=== Text provided ===

Re: [PATCH net-next 0/3] vsock: support network namespace

[Date Prev][Date Next][Thread Prev][Thread Next][Date Index][Thread Index]

 



On Mon, Apr 27, 2020 at 04:25:18PM +0200, Stefano Garzarella wrote:
> Hi David, Michael, Stefan,
> I'm restarting to work on this topic since Kata guys are interested to
> have that, especially on the guest side.
> 
> While working on the v2 I had few doubts, and I'd like to have your
> suggestions:
> 
>  1. netns assigned to the device inside the guest
> 
>    Currently I assigned this device to 'init_net'. Maybe it is better
>    if we allow the user to decide which netns assign to the device
>    or to disable this new feature to have the same behavior as before
>    (host reachable from any netns).
>    I think we can handle this in the vsock core and not in the single
>    transports.
> 
>    The simplest way that I found, is to add a new
>    IOCTL_VM_SOCKETS_ASSIGN_G2H_NETNS to /dev/vsock to enable the feature
>    and assign the device to the same netns of the process that do the
>    ioctl(), but I'm not sure it is clean enough.
> 
>    Maybe it is better to add new rtnetlink messages, but I'm not sure if
>    it is feasible since we don't have a netdev device.
> 
>    What do you suggest?

Maybe /dev/vsock-netns here too, like in the host?


> 
>  2. netns assigned in the host
> 
>     As Michael suggested, I added a new /dev/vhost-vsock-netns to allow
>     userspace application to use this new feature, leaving to
>     /dev/vhost-vsock the previous behavior (guest reachable from any
>     netns).
> 
>     I like this approach, but I had these doubts:
> 
>     - I need to allocate a new minor for that device (e.g.
>       VHOST_VSOCK_NETNS_MINOR) or is there an alternative way that I can
>       use?

Not that I see. I agree it's a bit annoying. I'll think about it a bit.

>     - It is vhost-vsock specific, should we provide something handled in
>       the vsock core, maybe centralizing the CID allocation and adding a
>       new IOCTL or rtnetlink message like for the guest side?
>       (maybe it could be a second step, and for now we can continue with
>       the new device)
> 
> 
> Thanks for the help,
> Stefano
> 
> 
> On Thu, Jan 16, 2020 at 06:24:25PM +0100, Stefano Garzarella wrote:
> > RFC -> v1:
> >  * added 'netns' module param to vsock.ko to enable the
> >    network namespace support (disabled by default)

=== Supplied entries ===

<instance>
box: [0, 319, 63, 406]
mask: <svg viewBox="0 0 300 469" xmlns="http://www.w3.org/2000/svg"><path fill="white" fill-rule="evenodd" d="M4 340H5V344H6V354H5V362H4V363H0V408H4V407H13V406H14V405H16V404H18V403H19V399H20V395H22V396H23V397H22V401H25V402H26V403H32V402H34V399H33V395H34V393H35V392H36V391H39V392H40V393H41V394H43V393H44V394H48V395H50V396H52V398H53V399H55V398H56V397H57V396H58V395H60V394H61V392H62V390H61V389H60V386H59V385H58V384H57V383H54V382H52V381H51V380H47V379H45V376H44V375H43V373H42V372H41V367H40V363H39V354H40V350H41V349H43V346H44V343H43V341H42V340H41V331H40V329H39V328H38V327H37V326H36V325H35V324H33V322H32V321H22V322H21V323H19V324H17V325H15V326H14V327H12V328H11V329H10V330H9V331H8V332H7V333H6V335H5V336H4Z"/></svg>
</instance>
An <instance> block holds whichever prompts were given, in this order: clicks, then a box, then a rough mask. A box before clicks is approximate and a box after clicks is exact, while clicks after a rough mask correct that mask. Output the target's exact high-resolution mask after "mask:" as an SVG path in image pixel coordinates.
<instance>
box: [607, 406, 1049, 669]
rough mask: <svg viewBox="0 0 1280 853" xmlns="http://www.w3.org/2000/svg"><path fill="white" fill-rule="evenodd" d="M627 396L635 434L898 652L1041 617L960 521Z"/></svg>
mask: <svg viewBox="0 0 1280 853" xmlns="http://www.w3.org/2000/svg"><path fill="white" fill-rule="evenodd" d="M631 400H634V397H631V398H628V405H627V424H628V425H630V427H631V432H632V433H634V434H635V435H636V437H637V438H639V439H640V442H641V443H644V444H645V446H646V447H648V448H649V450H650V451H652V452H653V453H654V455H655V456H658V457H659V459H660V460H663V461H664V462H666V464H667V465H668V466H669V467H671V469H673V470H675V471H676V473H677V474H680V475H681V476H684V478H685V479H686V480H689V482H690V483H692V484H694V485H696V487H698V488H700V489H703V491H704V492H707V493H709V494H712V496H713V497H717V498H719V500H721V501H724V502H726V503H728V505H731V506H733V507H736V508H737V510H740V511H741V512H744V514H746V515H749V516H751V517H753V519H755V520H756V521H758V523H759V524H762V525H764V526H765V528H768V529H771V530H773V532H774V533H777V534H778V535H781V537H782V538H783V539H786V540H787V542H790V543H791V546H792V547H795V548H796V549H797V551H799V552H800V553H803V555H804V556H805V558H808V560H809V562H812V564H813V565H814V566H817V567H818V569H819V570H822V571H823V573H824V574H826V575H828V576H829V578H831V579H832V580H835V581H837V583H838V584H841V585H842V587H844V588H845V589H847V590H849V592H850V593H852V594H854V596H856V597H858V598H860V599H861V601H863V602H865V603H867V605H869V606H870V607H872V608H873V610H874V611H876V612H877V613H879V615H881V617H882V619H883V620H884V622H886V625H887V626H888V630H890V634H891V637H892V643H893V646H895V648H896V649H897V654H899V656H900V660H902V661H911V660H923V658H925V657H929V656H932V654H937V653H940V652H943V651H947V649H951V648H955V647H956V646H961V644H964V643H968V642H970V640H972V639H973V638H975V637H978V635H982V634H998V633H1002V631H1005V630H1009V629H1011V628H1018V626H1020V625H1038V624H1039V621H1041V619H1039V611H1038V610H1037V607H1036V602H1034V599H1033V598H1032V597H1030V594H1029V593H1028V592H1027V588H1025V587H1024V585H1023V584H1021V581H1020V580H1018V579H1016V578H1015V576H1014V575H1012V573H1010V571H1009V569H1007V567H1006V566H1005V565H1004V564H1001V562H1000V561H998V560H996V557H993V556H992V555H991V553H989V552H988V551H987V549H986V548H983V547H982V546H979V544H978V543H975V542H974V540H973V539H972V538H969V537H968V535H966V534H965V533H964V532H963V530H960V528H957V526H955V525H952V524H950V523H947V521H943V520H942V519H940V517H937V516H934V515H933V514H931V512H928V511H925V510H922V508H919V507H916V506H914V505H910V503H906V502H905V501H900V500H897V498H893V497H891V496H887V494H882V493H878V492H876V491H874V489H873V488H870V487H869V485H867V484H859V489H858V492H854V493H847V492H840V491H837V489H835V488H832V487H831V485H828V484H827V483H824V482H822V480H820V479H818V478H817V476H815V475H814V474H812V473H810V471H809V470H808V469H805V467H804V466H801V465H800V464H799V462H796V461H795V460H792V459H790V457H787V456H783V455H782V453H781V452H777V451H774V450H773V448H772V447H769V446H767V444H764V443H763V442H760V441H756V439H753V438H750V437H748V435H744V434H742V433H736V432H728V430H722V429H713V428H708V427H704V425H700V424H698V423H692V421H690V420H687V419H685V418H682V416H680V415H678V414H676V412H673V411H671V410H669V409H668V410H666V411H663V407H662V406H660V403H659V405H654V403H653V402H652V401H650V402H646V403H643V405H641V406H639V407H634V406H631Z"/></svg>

===

__What is needed__:
Reproduce the stretch of the vsock namespace thread from "On Mon, Apr" through "from any netns)." word for word. Work only from the vsock namespace thread.

__Reply__:
On Mon, Apr 27, 2020 at 04:25:18PM +0200, Stefano Garzarella wrote:
> Hi David, Michael, Stefan,
> I'm restarting to work on this topic since Kata guys are interested to
> have that, especially on the guest side.
> 
> While working on the v2 I had few doubts, and I'd like to have your
> suggestions:
> 
>  1. netns assigned to the device inside the guest
> 
>    Currently I assigned this device to 'init_net'. Maybe it is better
>    if we allow the user to decide which netns assign to the device
>    or to disable this new feature to have the same behavior as before
>    (host reachable from any netns).